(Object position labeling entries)
* * * *

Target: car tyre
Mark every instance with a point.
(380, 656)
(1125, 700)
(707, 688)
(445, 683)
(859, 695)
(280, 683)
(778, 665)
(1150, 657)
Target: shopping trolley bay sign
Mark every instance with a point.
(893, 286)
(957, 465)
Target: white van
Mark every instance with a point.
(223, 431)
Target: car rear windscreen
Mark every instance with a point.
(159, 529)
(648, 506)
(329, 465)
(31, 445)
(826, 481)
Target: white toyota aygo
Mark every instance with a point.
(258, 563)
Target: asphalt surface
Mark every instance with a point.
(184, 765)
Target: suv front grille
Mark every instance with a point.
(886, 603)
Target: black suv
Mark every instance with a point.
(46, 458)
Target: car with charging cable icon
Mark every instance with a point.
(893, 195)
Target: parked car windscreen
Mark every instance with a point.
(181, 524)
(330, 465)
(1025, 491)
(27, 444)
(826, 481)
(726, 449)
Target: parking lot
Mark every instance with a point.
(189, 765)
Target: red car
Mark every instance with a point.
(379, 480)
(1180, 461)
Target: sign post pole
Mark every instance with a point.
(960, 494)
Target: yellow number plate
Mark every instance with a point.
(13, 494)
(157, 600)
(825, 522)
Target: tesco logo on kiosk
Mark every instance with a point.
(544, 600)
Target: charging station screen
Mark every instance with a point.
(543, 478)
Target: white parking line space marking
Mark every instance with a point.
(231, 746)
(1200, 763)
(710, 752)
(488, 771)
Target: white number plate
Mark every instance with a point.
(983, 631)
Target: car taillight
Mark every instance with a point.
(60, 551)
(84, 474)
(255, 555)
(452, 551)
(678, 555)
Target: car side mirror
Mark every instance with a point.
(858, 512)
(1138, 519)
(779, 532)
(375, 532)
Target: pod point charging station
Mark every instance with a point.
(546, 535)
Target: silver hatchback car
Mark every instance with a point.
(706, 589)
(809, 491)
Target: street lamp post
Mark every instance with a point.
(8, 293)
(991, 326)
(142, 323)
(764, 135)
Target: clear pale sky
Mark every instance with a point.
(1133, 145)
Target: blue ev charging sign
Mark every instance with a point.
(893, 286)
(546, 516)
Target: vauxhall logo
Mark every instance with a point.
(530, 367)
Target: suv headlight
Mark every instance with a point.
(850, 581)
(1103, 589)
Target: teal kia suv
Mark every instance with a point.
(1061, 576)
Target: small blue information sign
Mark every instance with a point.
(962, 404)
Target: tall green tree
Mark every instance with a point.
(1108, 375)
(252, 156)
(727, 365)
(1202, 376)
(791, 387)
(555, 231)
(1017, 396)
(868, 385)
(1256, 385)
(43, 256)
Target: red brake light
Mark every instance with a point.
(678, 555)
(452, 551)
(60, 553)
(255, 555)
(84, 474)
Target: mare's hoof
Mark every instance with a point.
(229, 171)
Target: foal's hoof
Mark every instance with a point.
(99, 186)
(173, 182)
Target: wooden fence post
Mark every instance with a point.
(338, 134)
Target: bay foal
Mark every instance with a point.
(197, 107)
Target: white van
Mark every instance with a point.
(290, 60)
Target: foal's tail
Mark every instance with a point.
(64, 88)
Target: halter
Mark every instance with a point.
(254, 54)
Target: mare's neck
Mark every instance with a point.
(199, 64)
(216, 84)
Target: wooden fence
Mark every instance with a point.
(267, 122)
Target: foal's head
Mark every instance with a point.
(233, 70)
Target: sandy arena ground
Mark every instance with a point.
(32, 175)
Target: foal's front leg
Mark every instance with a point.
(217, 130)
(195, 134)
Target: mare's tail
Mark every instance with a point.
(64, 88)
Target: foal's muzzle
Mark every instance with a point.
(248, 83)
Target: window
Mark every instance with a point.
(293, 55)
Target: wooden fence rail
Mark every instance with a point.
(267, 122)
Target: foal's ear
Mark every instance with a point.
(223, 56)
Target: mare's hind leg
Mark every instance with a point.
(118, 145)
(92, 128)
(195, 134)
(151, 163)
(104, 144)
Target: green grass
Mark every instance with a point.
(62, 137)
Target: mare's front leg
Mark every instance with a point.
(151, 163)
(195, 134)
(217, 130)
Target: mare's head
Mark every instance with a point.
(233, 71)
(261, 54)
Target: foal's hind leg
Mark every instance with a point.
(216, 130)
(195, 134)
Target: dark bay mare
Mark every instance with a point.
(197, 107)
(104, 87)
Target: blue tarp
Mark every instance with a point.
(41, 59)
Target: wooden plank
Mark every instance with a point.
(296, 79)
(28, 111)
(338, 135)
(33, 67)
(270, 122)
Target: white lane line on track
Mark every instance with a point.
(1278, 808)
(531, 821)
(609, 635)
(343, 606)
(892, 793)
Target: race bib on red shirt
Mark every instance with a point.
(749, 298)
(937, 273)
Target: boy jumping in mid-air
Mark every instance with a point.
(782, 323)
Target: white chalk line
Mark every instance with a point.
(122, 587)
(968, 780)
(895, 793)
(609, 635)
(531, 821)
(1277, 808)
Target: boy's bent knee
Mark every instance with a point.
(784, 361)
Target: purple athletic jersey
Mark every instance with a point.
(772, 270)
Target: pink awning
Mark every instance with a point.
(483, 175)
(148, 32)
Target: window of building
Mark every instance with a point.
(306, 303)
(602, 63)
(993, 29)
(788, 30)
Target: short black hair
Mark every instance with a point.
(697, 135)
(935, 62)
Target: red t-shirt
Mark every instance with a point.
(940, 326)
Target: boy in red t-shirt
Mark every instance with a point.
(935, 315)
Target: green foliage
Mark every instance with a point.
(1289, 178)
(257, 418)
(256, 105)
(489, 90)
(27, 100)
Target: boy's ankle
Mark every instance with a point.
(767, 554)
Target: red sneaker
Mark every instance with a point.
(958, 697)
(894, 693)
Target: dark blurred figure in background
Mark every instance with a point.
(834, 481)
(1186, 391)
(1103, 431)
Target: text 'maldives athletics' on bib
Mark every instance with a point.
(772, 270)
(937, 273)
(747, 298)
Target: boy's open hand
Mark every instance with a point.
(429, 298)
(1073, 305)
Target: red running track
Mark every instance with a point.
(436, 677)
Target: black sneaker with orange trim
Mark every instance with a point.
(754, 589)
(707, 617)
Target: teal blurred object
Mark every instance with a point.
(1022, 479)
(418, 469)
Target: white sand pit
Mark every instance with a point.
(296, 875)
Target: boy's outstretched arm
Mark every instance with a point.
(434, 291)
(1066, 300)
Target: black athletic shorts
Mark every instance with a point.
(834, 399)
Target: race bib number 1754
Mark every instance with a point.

* * * *

- [WRITTEN PROBLEM]: Reproduce every line of the material above exactly.

- [RESULT]:
Target: car tyre
Mark every instance with a point.
(380, 656)
(1125, 700)
(707, 688)
(445, 683)
(859, 695)
(280, 683)
(778, 665)
(1150, 657)
Target: shopping trolley bay sign
Mark every instance with a point.
(893, 286)
(957, 465)
Target: white van
Mark every instance with a point.
(223, 431)
Target: car rear windscreen
Mark every instance with a point.
(159, 529)
(648, 506)
(329, 465)
(31, 445)
(826, 481)
Target: white toyota aygo
Mark every instance with a point.
(258, 563)
Target: asphalt surface
Mark every instance with a point.
(184, 765)
Target: suv front grille
Mark every instance with a point.
(886, 603)
Target: black suv
Mark every instance with a point.
(46, 458)
Target: car with charging cable icon
Mark every instance with a point.
(893, 195)
Target: parked car windscreen
Mark every instance with a point.
(181, 524)
(330, 465)
(1025, 491)
(27, 444)
(826, 481)
(726, 449)
Target: parking lot
Mark every instance with a point.
(189, 765)
Target: red car
Mark every instance with a point.
(379, 480)
(1180, 461)
Target: sign post pole
Mark every instance with a point.
(960, 494)
Target: yellow number plate
Mark every instance with a point.
(13, 494)
(157, 600)
(825, 522)
Target: tesco logo on kiosk
Mark every instance with a point.
(544, 600)
Target: charging station screen
Mark every instance with a point.
(543, 478)
Target: white parking line space marking
Mark every instance with a point.
(231, 746)
(1200, 763)
(710, 752)
(488, 771)
Target: white number plate
Mark every instance with a point.
(983, 631)
Target: car taillight
Mark every instance with a point.
(60, 551)
(84, 474)
(255, 555)
(452, 551)
(678, 555)
Target: car side mirror
Mark every instance with a point.
(858, 512)
(1138, 519)
(779, 532)
(375, 532)
Target: pod point charging station
Mark every instance with a point.
(546, 535)
Target: silver hatchback car
Mark every instance with a point.
(706, 589)
(809, 491)
Target: street lamp post
Mark every instance with a point.
(8, 293)
(991, 326)
(142, 323)
(764, 135)
Target: clear pale sky
Mark every instance with a point.
(1133, 145)
Target: blue ev charging sign
Mark every instance with a point.
(893, 286)
(546, 516)
Target: vauxhall logo
Mark every instance with a point.
(530, 367)
Target: suv headlight
Mark every instance with a point.
(850, 581)
(1103, 589)
Target: teal kia suv
Mark every instance with a point.
(1061, 576)
Target: small blue information sign
Mark every instance with a point.
(962, 404)
Target: tall green tree
Mark every instance with a point.
(1108, 375)
(252, 156)
(727, 365)
(1202, 376)
(791, 387)
(555, 231)
(1017, 396)
(868, 385)
(1256, 385)
(43, 256)
Target: red brake light
Mark every instance with a point.
(678, 555)
(452, 551)
(60, 553)
(255, 555)
(84, 474)
Target: mare's hoof
Mark every instance with a point.
(229, 171)
Target: foal's hoof
Mark every instance with a point.
(99, 186)
(173, 182)
Target: wooden fence post
Mark every instance with a point.
(338, 134)
Target: bay foal
Mark every instance with a point.
(197, 107)
Target: white van
Mark every instance with a point.
(290, 60)
Target: foal's tail
Mark every instance with a point.
(64, 88)
Target: halter
Mark every instance with a point.
(254, 54)
Target: mare's neck
Mark every instance with a point.
(199, 64)
(216, 84)
Target: wooden fence
Mark every instance with a point.
(267, 122)
Target: foal's head
Mark every instance with a point.
(233, 70)
Target: sandy arena ground
Mark every instance with a point.
(32, 175)
Target: foal's front leg
Mark every instance with a point.
(217, 130)
(195, 134)
Target: mare's tail
Mark every instance with a point.
(64, 88)
Target: foal's muzzle
Mark every instance with a point.
(248, 83)
Target: window
Mark every instance with a point.
(293, 55)
Target: wooden fence rail
Mark every instance with a point.
(267, 122)
Target: foal's ear
Mark every instance with a point.
(223, 56)
Target: mare's hind leg
Mark every instance with a point.
(118, 145)
(92, 128)
(195, 134)
(151, 163)
(104, 144)
Target: green grass
Mark every instance with a point.
(62, 137)
Target: mare's front leg
Mark every instance with a point.
(151, 163)
(195, 134)
(217, 130)
Target: mare's head
Mark every instance with a point.
(233, 71)
(261, 54)
Target: foal's hind leg
Mark every instance with a point.
(216, 130)
(195, 134)
Target: dark bay mare
Mark every instance with a point.
(197, 107)
(104, 87)
Target: blue tarp
Mark every instance with a point.
(41, 59)
Target: wooden plank
Mark every instance with a point.
(296, 79)
(28, 111)
(338, 135)
(33, 67)
(270, 122)
Target: white lane line on track
Mark every instance with a point.
(1278, 808)
(531, 821)
(609, 635)
(343, 606)
(892, 793)
Target: race bib on red shirt
Mark every instance with a point.
(749, 298)
(937, 273)
Target: boy jumping in mid-air
Mark every instance with a point.
(782, 323)
Target: white chalk line
Mark every instance with a point.
(122, 587)
(968, 780)
(895, 793)
(609, 635)
(531, 821)
(1277, 808)
Target: boy's bent knee
Mark every instance with a point.
(784, 361)
Target: purple athletic jersey
Mark every instance with a point.
(772, 270)
Target: pink awning
Mark every instance with a point.
(483, 175)
(148, 32)
Target: window of building
Mark every instance with a point.
(306, 303)
(602, 63)
(993, 29)
(788, 30)
Target: short black hair
Mark every instance with a point.
(697, 135)
(935, 62)
Target: red t-shirt
Mark every instance with a point.
(940, 326)
Target: boy in red t-shirt
Mark every instance with a point.
(935, 315)
Target: green foliage
Mark every instance with a point.
(1289, 178)
(257, 418)
(256, 105)
(489, 90)
(27, 100)
Target: boy's ankle
Mark every instance with a point.
(767, 554)
Target: red sneaker
Mark every instance with a point.
(958, 697)
(894, 693)
Target: dark blurred figure in background
Mark every instance with a point.
(834, 481)
(1186, 391)
(1103, 431)
Target: text 'maldives athletics' on bib
Mark every instance with a point.
(772, 270)
(937, 273)
(747, 298)
Target: boy's open hand
Mark every instance with a point.
(429, 298)
(1073, 305)
Target: red running track
Mark every instance with a point.
(436, 677)
Target: black sneaker with orange trim
Mark every instance with a point.
(754, 589)
(707, 617)
Target: teal blurred object
Mark every instance with a point.
(1022, 479)
(418, 469)
Target: white sand pit
Mark every instance with a point.
(296, 875)
Target: boy's outstretched arm
Mark every instance with a point.
(434, 291)
(1066, 300)
Target: black athletic shorts
Mark every instance with a point.
(834, 399)
Target: race bib number 1754
Mark every instance with a point.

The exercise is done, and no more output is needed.